Власть за последние пятнадцать лет многое сделала, чтобы, с одной стороны, удалить хоть какое-то политическое многообразие, а с другой стороны, провести резкую черту между собой и населением. В этом смысле ни сегодняшняя власть, ни население не видят перспективы сближения. Такую перспективу, как план или проект, могут ставить перед собой оппозиционные силы, если они сформируются. И тогда единственная для них возможность получить кредит доверия – не ходить в Кремль и добиваться, чтобы что-то выделили из средств на выборы, а принять во внимание интересы каких-то частей общества и пытаться эти интересы артикулировать, сделать основой своей программы и заручиться поддержкой населения для реализации этих целей. Без соединения идей и интересов, как учили классики социологии, институты не рождаются, а без институтов модернизации не будет. Без ценностного посыла, без идеалистического проекта это невозможно. Поэтому нынешнюю ситуацию я оцениваю скептически, хотя и не совсем безнадежно. Сверху что-то может сдвинуться, внизу что-то делается, какие-то группы чего-то добиваются.
Какие ресурсы для прорыва вы видите?
* * *
▶ **ПОПРОБУЙТЕ САМИ**
Напишите продолжение текста о власти и обществе, начиная сразу после его последней фразы.
* * *
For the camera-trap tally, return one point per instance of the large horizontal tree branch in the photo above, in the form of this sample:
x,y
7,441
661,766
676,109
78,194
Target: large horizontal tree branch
* * *
▶ **ОТВЕТ**
Ну, вряд ли прорыв – скорее сдвиг, сдвиги. С одной стороны, молодежь. Она все-таки другая по сравнению с молодежью моего поколения, тем более – поколения моих родителей. В чем-то она больше привыкла к готовому, что-то досталось ей даром, но она другая, реально. С другой стороны, страна, хочешь не хочешь, вынуждена считаться с тем, что происходит не только в Америке, но и в Литве, в Грузии, других маленьких странах. Нынешняя власть считается не только с Китаем и Соединенными Штатами, но и с Польшей. Это тоже влияет на ситуацию. Но никакого проекта модернизации здесь нет, эти процессы носят общецивилизационный характер. Что-то просачивается, какое-то вещество другой жизни, других ценностей, других типов поведения, даже другого внешнего облика. Но это просачивается так, как дождь просачивается в землю. Пока это не очень направленные, осознанные, принятые процессы. Если дело пойдет так, то это будет очень долго. Ни одно поколение не может про себя сказать, что оно реализовало что-то из тех целей, которые перед собой ставило. Мераб Мамардашвили говорил, что советских людей отличает то, что никто из них никогда не сталкивался с последствиями своих поступков. Поэтому что-то может произойти, но это произойдет через два поколения, и ты даже и не знаешь, что это ответ на какой-то прошлый импульс. Очень важно, чтобы что-то произошло уже при этом поколении, чтобы оно увидело плоды своих трудов, реализацию своих идей. Это в корне меняет отношение человека к делу. Пока у большинства в России нет позитивного опыта достижения успеха в преследовании своих целей. А именно на этом строится модернизация, это ее путь, а не лозунги власти.
Согласны ли вы с утверждением А. С. Панарина, что в России народ остался без элиты? Возможно, по этой причине трудно увидеть базовые для модернизации группы?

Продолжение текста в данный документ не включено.